## [INPUT]
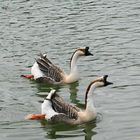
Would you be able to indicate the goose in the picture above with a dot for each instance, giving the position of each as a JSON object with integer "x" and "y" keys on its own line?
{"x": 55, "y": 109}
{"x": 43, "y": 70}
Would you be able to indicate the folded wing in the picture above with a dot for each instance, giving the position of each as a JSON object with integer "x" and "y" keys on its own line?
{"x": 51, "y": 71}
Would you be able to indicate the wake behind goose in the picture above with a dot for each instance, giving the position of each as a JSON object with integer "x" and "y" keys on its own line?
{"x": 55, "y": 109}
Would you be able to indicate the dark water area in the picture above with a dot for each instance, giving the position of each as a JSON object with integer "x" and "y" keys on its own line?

--

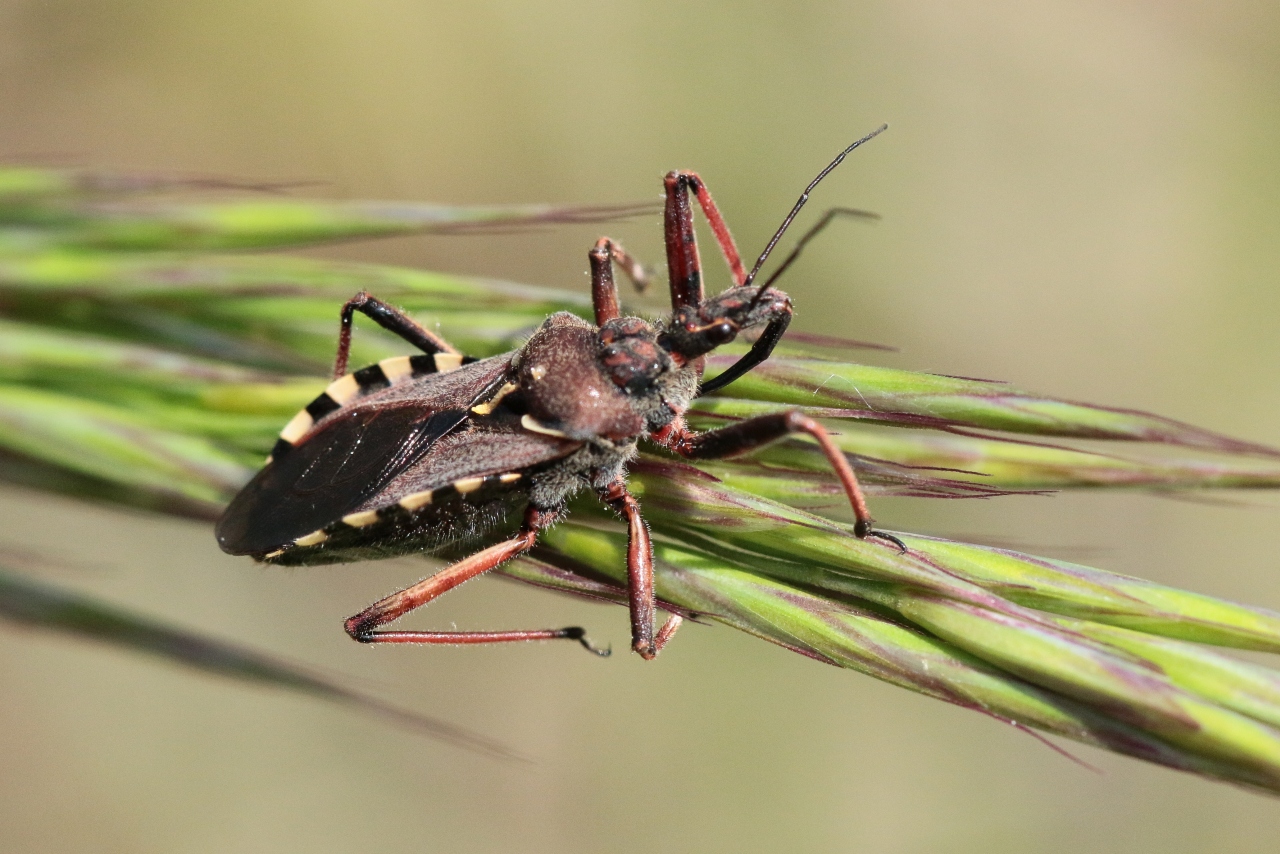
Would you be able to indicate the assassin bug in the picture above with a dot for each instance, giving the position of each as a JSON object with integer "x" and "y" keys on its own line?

## [WHAT IS REQUIRED]
Which lines of the data contain the word "wing"? Report each of those lines in full, and treat uppercase and lowercase letters as distinct.

## [EXERCISE RESPONSE]
Would you be able to indicate the folded wing in the picture above with a dot for each instance, giving the position of each as a JSON object with integer "x" and "y" keys on its own line?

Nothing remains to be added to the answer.